==== Input data
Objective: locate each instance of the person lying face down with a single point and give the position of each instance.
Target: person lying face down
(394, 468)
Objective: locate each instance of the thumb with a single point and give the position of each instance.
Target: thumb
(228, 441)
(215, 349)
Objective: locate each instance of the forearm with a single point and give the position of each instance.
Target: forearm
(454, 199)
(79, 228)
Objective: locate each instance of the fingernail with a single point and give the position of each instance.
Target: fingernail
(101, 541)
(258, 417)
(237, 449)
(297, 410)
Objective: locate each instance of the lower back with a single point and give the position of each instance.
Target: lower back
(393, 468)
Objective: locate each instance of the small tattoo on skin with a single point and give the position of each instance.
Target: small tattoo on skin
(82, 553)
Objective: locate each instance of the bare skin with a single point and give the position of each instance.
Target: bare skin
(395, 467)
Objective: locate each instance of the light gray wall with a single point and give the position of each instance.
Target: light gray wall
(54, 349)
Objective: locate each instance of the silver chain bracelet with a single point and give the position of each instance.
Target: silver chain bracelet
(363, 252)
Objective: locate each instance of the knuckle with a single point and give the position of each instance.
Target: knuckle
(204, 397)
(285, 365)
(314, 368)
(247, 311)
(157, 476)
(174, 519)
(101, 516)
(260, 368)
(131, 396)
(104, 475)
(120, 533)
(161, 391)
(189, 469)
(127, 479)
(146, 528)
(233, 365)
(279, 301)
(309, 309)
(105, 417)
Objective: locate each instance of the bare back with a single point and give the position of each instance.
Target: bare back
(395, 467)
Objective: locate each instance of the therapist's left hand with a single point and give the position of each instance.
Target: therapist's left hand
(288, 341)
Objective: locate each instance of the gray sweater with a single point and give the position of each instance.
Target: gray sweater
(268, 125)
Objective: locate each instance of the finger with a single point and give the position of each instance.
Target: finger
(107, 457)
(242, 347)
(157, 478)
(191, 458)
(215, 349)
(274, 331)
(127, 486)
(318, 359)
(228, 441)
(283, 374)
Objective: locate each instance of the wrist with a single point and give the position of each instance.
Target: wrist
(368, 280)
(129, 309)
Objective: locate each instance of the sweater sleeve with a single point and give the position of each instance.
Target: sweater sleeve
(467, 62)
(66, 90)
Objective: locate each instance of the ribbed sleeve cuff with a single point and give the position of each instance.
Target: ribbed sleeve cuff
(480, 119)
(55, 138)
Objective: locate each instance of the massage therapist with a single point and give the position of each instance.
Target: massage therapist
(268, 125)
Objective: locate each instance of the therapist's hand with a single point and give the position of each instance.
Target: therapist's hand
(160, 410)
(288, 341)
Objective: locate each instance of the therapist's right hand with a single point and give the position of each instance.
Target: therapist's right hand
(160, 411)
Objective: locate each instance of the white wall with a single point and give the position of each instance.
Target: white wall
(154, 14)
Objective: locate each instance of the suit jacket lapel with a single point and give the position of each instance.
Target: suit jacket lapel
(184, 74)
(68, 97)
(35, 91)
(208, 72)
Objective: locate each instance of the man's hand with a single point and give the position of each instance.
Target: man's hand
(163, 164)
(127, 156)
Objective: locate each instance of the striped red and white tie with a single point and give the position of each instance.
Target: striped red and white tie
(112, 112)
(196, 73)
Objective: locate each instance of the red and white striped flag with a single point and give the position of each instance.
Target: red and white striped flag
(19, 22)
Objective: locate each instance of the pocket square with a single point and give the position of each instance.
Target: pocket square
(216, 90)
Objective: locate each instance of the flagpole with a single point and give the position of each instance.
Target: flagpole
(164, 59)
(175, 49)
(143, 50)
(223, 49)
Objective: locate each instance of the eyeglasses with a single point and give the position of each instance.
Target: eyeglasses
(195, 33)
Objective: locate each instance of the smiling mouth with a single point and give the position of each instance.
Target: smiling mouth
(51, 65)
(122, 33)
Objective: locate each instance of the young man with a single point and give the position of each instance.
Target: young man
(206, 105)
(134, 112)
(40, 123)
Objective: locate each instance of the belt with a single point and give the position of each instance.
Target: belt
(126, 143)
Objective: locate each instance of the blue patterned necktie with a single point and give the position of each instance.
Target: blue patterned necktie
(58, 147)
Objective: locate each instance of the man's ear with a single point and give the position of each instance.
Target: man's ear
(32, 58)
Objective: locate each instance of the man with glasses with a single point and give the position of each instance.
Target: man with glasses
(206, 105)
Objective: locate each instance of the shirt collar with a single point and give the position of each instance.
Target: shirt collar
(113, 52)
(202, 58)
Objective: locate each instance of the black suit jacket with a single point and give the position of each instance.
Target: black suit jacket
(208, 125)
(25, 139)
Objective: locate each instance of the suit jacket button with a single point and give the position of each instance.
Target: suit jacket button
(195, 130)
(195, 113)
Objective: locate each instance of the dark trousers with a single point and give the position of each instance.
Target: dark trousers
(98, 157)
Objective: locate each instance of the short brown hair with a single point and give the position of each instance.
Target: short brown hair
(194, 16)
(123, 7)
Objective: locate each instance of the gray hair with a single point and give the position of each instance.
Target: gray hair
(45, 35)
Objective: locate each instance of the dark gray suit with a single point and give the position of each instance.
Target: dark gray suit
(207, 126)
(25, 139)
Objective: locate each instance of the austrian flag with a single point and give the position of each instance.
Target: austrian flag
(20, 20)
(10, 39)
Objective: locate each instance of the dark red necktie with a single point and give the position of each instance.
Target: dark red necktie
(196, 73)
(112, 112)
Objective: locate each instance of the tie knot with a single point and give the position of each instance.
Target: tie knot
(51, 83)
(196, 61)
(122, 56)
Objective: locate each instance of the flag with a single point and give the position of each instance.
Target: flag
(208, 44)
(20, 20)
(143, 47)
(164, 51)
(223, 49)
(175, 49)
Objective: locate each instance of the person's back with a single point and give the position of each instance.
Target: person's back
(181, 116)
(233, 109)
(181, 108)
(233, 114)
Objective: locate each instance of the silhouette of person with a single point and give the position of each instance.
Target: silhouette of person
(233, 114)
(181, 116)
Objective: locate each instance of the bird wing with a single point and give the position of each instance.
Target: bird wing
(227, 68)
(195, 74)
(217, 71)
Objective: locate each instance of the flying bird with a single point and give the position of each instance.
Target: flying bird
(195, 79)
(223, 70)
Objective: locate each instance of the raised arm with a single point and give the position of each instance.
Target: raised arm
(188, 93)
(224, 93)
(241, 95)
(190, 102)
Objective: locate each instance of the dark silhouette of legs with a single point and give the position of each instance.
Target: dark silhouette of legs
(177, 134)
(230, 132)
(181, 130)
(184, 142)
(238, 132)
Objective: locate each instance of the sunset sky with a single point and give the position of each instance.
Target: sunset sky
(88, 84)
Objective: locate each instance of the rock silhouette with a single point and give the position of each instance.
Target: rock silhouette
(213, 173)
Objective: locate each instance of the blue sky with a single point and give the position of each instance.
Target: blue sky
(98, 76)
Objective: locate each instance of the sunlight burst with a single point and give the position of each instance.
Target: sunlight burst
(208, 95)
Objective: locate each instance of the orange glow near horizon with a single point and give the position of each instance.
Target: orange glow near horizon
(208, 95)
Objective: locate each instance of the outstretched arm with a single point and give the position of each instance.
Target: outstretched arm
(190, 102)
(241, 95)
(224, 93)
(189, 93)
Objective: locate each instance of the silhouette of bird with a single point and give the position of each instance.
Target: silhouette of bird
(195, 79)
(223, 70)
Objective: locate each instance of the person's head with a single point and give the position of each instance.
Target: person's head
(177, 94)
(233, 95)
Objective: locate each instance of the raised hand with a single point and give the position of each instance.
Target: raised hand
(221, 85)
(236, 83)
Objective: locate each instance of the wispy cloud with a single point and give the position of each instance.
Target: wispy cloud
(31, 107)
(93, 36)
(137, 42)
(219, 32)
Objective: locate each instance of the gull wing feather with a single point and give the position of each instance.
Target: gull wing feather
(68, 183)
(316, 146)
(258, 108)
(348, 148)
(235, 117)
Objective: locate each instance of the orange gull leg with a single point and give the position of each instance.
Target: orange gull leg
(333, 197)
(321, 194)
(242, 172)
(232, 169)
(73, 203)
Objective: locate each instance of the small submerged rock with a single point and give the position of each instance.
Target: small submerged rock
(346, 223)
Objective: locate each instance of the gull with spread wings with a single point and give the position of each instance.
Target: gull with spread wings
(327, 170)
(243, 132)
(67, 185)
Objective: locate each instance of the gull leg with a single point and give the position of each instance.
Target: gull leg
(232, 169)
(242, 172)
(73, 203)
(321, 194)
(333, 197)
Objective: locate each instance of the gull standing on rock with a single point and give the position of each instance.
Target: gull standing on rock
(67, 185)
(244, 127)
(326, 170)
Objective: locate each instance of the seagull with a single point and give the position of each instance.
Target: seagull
========
*Work to be completed:* Write out again every line, starting at the one that contains "Objective: locate each instance of the orange gull" and ending at the last line above, and add 128 to each coordinate in the answers.

*Expected answer:*
Objective: locate each instance of the orange gull leg with a single point and give the position of each instance.
Target: orange gull leg
(461, 325)
(449, 322)
(370, 300)
(360, 297)
(201, 331)
Objective: locate each instance of the small submerged rock with a single point and give the position of each instance.
Target: small submerged rock
(474, 351)
Objective: locate each instance of the gull with spread wings with a single point and give the position of each instance.
Target: gull with spread wings
(455, 298)
(371, 260)
(195, 313)
Objective: locate each instance of the gull leg with a single point and give the position of each instance.
Target: gull leg
(360, 297)
(370, 300)
(201, 331)
(449, 322)
(461, 325)
Objective: locate each instance of the gull standing on rock with a single point and give the position of each instance.
Target: gull standing on rock
(195, 313)
(372, 255)
(454, 298)
Objective: locate each instance of the seagull with a single point and give the position of each instance.
Target: seagull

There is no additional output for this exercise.